Where the lines below hold images, skip those and copy every word exactly.

+ + + +

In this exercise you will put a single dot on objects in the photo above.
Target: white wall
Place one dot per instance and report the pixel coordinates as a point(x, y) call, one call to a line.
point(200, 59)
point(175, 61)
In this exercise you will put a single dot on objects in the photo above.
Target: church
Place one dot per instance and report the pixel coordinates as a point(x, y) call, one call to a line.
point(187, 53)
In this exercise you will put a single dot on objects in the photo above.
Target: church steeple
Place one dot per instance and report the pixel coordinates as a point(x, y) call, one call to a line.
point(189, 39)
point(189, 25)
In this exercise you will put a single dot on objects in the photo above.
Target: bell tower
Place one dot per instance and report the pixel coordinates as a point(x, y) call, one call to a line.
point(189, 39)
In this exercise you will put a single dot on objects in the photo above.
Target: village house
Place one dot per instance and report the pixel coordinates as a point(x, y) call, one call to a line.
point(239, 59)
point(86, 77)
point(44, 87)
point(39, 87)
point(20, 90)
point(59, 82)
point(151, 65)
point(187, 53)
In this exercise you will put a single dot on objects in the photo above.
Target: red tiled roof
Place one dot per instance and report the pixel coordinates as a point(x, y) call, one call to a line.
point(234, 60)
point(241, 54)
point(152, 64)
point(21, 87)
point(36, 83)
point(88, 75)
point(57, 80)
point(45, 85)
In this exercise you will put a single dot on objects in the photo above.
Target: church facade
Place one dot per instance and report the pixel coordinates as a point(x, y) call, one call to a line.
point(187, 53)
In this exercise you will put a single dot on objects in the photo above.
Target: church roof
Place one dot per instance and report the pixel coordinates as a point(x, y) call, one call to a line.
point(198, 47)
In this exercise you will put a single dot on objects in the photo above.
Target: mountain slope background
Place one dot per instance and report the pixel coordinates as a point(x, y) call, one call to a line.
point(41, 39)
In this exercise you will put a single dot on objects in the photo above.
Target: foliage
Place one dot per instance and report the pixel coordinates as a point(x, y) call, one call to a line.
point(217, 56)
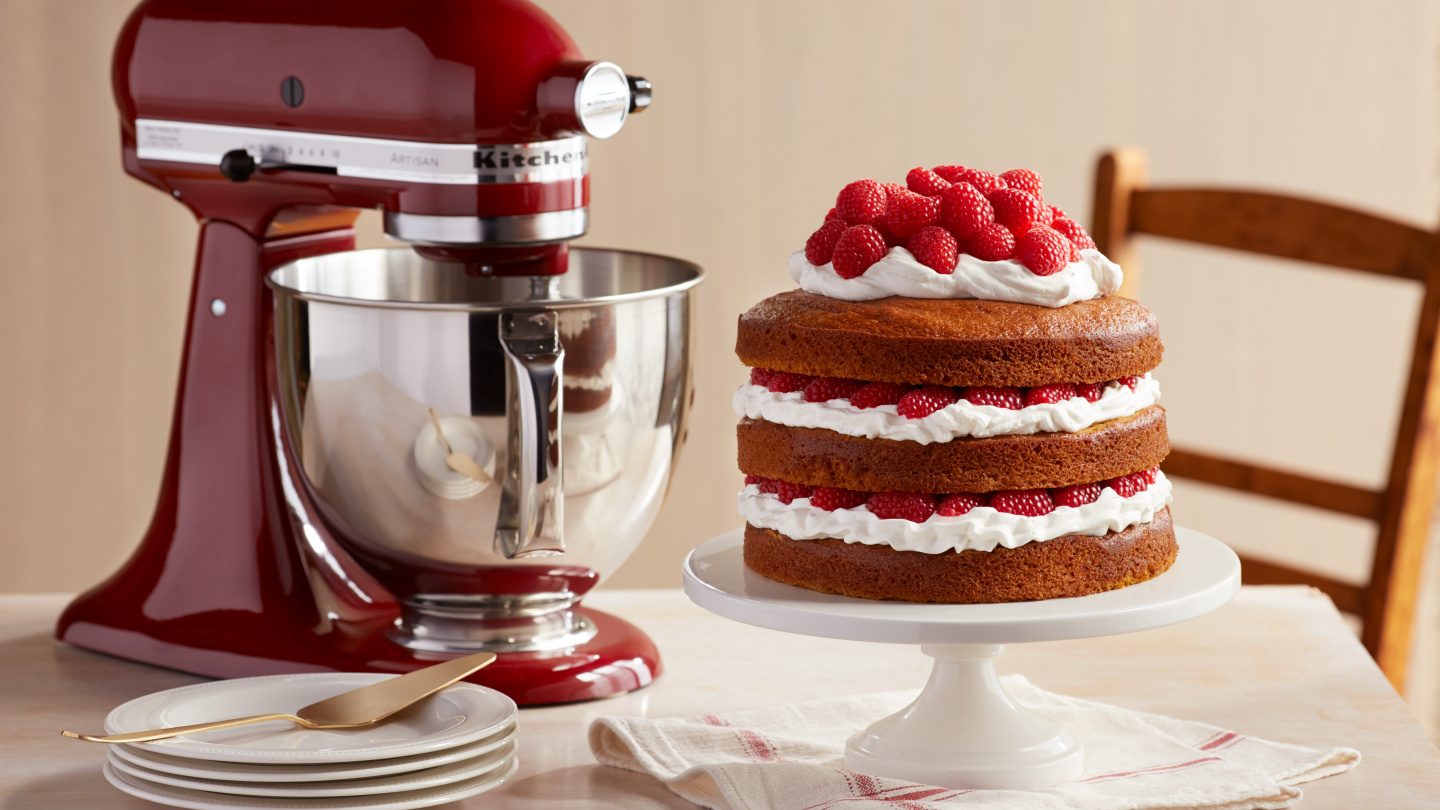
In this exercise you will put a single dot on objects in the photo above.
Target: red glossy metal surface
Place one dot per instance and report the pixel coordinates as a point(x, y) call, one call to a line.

+ + + +

## TASK SOLUTION
In this exercise you will put a single dot on objects in the photo above.
Target: white wall
Place one dot per instance and report the pixel coordinates as a point(x, y) call, one call to a line.
point(200, 59)
point(175, 61)
In this exercise you will put a single dot on objects in the photo above.
Target: church
Place one dot per instance and report the pixel coordinates as a point(x, y) call, one call to a line.
point(187, 53)
In this exercise you will put a single dot on objects in the photo above.
Target: church steeple
Place one dot per instance and report the pixel coordinates as a point(x, y) call, one call to a line.
point(189, 39)
point(189, 25)
In this exercise you will put a single dot on objects in the photo above.
Target: bell tower
Place one dot per instance and report the pixel coordinates as a point(x, y) call, one call to a line.
point(189, 39)
In this exercise you will put a single dot on objects in the photo above.
Target: village house
Place one dot per instance and report the pixel coordinates as a point(x, y) call, one call to a line.
point(239, 59)
point(86, 77)
point(44, 87)
point(39, 87)
point(20, 90)
point(59, 82)
point(151, 65)
point(187, 53)
In this exercise you will put a single dot on objects in the photo above.
Target: red tiled roof
Place one dot per instance and report the pixel coordinates as a point(x, y) call, one call to a line.
point(234, 60)
point(241, 54)
point(152, 64)
point(21, 87)
point(36, 83)
point(88, 75)
point(57, 80)
point(45, 85)
In this exercise you will put a single dot on objects in the photo above.
Target: church facade
Place one dot per instance and report the pixel coordinates as a point(x, y) call, one call to a line.
point(187, 53)
In this exercise you will put a single dot on objects in the photo above.
Target: church roof
Place one dot per instance and report the pixel coordinates as a point(x, y) call, one call to a line.
point(198, 47)
In this exercise you will put a single dot on objects in the photo above.
Target: mountain slope background
Place one dot per instance and report the pixel coordinates as a point(x, y) call, one call to a line.
point(41, 39)
In this exercise you will put a single dot on objects in the photo above.
Target: foliage
Place one dot per instance and report the pixel coordinates as a point(x, y) call, one call to a line.
point(217, 56)
In this exercise you will put a single dot on objects in the photo above.
Target: red glossy metal surface
Place one dot per instance and report the pixel coordinates as a point(x, y) call, one call to a line.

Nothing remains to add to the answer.